## Begin

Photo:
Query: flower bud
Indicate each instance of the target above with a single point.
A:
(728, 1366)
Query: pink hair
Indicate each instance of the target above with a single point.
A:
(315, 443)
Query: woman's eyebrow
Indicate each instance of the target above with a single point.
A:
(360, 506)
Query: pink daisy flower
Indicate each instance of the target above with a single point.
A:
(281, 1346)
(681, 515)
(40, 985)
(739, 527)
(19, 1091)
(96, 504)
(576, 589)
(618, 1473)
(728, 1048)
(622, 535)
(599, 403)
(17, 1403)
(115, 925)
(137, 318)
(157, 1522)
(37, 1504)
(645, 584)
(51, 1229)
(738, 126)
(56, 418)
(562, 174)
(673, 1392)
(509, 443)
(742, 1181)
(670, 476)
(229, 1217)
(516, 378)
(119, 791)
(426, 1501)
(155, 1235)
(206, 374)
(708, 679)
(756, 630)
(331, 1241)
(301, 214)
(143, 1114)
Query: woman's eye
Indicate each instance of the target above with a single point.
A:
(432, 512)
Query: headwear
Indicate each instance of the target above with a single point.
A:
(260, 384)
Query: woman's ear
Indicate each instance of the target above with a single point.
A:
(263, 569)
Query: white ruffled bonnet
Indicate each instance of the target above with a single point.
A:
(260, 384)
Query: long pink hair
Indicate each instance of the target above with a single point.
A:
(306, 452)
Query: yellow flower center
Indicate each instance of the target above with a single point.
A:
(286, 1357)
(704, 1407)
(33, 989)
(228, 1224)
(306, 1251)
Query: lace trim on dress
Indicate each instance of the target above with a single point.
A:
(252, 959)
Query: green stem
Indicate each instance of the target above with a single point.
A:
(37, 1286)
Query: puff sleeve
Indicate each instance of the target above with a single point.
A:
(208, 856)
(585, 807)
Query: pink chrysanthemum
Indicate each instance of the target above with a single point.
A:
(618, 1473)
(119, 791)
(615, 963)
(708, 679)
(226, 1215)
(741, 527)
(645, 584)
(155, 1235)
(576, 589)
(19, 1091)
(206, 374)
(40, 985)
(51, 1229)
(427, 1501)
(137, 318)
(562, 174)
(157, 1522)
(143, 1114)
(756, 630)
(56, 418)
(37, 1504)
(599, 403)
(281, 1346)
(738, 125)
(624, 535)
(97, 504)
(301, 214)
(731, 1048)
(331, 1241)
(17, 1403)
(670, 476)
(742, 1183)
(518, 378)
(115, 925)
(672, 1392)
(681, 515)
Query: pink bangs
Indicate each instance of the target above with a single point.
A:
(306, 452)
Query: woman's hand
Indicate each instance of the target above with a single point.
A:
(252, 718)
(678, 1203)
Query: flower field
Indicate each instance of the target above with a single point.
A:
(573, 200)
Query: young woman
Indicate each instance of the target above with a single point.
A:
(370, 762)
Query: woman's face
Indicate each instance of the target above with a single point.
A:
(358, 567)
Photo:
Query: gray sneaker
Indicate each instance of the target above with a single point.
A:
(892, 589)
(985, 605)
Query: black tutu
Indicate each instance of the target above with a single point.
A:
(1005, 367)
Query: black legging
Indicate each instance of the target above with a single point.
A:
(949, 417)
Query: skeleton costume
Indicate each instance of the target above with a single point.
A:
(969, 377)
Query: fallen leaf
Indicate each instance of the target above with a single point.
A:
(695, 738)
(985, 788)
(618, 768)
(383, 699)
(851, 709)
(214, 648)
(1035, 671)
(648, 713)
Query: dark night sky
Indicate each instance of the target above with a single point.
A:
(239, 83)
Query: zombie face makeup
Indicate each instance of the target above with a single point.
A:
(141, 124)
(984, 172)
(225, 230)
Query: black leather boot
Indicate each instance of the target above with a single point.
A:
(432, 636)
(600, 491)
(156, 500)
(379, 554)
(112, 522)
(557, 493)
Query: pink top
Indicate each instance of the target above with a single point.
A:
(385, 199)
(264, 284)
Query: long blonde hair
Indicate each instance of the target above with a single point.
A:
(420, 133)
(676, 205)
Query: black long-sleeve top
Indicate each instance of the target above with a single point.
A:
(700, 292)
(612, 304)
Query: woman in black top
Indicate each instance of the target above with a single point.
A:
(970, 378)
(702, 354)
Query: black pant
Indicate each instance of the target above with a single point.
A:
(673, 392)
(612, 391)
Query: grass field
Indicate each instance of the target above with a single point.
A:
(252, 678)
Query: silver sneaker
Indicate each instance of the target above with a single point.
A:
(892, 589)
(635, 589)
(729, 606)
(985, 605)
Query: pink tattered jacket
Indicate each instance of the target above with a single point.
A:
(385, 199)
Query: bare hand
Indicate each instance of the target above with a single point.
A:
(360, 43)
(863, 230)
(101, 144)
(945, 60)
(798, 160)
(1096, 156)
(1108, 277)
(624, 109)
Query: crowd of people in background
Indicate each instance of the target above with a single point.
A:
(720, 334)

## End

What is being asked:
Repeat, without changes, every line from the one that contains "Query: skeleton costume" through the final line of the data.

Correct answer:
Query: skeleton costume
Indicate each instance of the target above with a single point.
A:
(969, 377)
Query: fallen leaf
Indicate each instance of the target above with a single point.
A:
(695, 738)
(985, 788)
(618, 768)
(383, 699)
(851, 709)
(214, 648)
(1035, 671)
(648, 713)
Query: dark night sky
Indicate each instance of the target above with a single point.
A:
(239, 83)
Query: zombie face makeup
Indicate each instance of the target above with a single point.
A:
(141, 124)
(984, 172)
(225, 230)
Query: black leather boot
Indicate each instance of the target above with a single point.
A:
(432, 636)
(600, 491)
(156, 500)
(379, 554)
(112, 522)
(557, 493)
Query: pink top
Indicate each instance of the target above with a single point.
A:
(385, 199)
(264, 284)
Query: long blonde hair
Indicate each instance of the target above with a single point.
A:
(420, 133)
(676, 205)
Query: black long-sleeve top
Indicate each instance of the target above with a single point.
A:
(700, 292)
(612, 304)
Query: woman in black top
Indicate each instance of the target above with a single point.
A:
(970, 378)
(702, 354)
Query: black pant
Indicate each instance of the target above with a single point.
A:
(673, 392)
(612, 391)
Query: grass field
Indicate each instance of the target above with a single point.
A:
(252, 678)
Query: silver sneaker
Indicate each instance of the target above with a single point.
A:
(892, 589)
(635, 589)
(729, 606)
(985, 605)
Query: pink tattered jacket
Indicate each instance of the target above with a single point.
A:
(385, 199)
Query: bare hand
Indicate each instance of the target above with a single point.
A:
(360, 43)
(863, 230)
(101, 144)
(945, 60)
(798, 160)
(1096, 156)
(1108, 277)
(624, 109)
Query: crowd of people in background
Indicate each instance of the target above with a single point.
A:
(720, 334)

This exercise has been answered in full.